** START OF Entries **

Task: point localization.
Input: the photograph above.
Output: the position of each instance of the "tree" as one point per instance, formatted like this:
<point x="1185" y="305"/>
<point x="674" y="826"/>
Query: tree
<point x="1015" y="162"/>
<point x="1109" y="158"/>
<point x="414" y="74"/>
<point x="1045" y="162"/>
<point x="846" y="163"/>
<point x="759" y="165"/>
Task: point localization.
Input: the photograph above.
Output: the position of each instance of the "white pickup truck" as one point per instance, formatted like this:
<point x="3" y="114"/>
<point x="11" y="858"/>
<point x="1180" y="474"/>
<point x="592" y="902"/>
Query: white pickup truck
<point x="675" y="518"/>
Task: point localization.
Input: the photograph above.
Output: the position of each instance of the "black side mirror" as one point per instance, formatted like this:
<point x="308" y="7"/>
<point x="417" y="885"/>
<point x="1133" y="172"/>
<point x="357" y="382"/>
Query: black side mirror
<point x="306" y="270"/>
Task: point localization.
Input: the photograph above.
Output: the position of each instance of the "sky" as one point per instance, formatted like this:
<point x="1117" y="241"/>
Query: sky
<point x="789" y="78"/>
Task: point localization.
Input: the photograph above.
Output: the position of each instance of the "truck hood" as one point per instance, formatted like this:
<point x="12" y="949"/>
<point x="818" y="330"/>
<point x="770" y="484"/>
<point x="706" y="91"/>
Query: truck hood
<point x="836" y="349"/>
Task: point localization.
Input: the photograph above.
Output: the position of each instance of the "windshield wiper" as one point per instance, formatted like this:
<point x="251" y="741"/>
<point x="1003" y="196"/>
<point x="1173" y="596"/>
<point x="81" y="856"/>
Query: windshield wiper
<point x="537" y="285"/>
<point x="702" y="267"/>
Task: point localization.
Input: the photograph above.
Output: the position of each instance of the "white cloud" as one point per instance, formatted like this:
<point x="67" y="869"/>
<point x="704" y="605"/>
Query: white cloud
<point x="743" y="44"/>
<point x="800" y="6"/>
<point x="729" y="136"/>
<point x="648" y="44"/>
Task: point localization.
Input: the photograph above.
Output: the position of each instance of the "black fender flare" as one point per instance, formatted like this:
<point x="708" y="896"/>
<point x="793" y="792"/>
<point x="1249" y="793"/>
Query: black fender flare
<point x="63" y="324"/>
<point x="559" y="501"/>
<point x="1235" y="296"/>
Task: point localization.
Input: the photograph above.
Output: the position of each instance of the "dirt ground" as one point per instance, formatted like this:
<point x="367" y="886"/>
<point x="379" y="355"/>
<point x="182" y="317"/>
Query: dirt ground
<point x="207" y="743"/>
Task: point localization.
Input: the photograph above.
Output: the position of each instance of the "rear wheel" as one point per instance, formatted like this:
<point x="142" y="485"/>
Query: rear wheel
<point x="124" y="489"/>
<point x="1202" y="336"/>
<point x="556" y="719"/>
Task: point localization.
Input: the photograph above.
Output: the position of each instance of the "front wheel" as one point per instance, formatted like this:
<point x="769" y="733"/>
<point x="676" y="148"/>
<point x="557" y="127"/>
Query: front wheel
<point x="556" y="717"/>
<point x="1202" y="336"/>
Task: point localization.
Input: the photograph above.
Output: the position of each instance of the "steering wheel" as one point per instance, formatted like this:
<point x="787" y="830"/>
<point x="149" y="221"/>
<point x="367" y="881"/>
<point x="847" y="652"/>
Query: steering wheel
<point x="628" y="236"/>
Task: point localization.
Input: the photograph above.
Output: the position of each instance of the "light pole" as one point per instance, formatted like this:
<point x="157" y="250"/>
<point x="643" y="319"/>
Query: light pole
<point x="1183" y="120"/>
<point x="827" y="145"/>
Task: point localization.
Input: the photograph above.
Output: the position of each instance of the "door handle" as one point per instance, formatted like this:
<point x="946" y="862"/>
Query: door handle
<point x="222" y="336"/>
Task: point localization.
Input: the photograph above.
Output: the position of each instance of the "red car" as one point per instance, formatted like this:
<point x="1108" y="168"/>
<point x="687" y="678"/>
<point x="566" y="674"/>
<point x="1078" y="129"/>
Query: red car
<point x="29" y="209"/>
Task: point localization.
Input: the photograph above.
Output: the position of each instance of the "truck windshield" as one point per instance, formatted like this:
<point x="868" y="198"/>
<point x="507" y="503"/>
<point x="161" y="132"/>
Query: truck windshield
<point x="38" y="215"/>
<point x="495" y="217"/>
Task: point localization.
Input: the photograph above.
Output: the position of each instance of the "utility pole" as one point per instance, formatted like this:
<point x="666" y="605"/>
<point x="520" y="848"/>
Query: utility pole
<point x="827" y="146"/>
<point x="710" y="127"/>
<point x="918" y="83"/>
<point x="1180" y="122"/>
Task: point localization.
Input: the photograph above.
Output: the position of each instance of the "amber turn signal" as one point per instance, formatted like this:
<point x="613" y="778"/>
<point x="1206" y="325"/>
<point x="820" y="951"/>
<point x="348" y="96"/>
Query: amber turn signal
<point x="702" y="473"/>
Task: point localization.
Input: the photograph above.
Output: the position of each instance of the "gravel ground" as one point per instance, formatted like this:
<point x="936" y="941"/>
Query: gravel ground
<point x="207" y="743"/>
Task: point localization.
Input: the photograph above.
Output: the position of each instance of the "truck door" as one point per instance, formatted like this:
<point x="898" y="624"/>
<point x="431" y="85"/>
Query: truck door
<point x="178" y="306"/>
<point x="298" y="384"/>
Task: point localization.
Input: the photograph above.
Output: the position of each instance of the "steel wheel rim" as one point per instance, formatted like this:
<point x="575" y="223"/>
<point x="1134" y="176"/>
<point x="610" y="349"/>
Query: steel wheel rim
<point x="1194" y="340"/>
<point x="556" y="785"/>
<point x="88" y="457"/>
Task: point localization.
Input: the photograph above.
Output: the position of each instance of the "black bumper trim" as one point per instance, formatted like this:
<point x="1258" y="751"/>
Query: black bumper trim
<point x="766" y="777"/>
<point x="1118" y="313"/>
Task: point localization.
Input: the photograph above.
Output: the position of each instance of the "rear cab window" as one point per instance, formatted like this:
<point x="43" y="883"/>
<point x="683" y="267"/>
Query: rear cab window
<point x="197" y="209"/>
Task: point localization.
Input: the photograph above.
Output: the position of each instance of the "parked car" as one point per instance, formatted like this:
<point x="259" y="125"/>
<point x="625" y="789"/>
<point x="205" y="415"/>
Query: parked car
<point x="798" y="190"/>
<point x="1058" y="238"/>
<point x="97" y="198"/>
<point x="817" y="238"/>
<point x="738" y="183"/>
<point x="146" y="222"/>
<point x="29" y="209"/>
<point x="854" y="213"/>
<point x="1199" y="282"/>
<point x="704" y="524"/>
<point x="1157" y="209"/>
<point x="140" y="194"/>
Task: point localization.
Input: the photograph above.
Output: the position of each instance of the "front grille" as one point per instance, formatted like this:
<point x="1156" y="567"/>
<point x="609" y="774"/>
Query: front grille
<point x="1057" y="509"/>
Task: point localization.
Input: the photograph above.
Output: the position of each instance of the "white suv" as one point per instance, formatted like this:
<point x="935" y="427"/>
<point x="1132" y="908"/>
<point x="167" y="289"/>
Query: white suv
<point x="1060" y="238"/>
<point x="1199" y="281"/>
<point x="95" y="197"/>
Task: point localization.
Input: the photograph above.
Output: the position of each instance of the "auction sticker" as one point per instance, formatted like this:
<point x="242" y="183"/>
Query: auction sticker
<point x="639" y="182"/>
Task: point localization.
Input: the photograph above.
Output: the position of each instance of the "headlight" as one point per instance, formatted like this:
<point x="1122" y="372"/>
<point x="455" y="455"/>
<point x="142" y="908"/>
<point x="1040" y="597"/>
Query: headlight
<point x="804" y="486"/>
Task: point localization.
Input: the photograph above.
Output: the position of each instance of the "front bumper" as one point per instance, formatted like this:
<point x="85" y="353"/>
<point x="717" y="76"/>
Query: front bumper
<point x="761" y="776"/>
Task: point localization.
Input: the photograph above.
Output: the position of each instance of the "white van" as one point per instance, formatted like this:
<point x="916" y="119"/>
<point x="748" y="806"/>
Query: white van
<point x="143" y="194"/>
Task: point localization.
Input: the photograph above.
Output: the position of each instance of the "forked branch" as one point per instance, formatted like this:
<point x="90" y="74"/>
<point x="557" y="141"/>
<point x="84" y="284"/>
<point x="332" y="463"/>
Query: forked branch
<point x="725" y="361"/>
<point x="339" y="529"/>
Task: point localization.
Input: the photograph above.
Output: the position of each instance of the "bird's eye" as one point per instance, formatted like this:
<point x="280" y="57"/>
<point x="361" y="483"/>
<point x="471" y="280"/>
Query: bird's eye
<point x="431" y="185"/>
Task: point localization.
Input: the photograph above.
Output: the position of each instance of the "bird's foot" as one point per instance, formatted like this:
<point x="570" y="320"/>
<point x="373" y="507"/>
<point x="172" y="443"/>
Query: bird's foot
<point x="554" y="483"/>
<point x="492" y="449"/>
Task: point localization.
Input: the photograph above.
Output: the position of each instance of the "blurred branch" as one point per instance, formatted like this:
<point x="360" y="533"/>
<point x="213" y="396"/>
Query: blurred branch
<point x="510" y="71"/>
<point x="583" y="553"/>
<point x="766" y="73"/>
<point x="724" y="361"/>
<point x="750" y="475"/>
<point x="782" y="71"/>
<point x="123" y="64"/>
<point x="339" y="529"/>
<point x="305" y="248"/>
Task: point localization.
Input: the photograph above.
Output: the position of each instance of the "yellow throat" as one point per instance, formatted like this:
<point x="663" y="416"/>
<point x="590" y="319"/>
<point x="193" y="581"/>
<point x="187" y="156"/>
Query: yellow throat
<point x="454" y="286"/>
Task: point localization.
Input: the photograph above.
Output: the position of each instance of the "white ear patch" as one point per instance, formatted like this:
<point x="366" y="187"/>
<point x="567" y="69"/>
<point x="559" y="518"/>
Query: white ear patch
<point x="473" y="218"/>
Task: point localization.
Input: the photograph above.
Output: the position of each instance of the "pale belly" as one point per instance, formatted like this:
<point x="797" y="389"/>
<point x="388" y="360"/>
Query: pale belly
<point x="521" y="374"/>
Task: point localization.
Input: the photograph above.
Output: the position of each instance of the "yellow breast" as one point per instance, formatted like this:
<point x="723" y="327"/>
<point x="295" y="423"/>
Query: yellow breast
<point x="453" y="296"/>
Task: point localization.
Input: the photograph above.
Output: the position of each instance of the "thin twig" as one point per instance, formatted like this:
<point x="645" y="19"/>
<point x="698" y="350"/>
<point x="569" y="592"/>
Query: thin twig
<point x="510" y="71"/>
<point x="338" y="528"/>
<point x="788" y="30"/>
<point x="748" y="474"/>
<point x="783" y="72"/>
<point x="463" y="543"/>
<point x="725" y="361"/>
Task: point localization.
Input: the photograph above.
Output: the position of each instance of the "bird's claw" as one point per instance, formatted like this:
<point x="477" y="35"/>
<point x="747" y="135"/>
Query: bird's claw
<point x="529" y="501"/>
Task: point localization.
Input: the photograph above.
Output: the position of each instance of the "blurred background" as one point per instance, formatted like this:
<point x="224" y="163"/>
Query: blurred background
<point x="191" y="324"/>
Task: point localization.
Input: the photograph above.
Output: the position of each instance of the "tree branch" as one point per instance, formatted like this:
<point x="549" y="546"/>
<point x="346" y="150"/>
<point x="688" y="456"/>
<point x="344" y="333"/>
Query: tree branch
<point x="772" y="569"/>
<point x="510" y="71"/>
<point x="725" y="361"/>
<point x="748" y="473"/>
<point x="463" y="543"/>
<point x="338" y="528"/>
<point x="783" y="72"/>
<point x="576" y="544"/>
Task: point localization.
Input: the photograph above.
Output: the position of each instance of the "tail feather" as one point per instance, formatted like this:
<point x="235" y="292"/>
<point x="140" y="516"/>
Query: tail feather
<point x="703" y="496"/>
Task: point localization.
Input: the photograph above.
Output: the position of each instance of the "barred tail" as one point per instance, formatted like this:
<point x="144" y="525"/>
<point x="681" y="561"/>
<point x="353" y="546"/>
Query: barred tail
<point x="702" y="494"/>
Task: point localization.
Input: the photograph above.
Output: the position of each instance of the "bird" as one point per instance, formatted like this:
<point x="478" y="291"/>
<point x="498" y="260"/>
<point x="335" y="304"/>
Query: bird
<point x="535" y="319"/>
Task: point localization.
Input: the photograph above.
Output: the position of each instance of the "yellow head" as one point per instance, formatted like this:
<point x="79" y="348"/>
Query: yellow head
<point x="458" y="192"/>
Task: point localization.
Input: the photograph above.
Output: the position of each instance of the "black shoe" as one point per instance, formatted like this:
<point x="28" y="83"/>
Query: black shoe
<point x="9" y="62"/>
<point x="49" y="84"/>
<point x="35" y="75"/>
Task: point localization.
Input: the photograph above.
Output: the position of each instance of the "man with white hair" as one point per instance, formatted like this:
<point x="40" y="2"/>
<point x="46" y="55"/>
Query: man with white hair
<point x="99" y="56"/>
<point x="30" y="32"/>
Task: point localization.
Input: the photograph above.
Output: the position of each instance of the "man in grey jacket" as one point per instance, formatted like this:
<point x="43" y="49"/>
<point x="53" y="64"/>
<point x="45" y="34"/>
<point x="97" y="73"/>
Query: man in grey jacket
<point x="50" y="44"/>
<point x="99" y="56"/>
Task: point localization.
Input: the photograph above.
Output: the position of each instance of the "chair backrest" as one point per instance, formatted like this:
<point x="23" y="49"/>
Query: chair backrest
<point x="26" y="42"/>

** END OF Entries **

- **Problem to solve**: Gather every line in the data above that contains the word "breast", and copy each one in full.

- **Answer in full**:
Output: the position of each instance of the "yellow breast" as one point per instance, formatted like this:
Query: yellow breast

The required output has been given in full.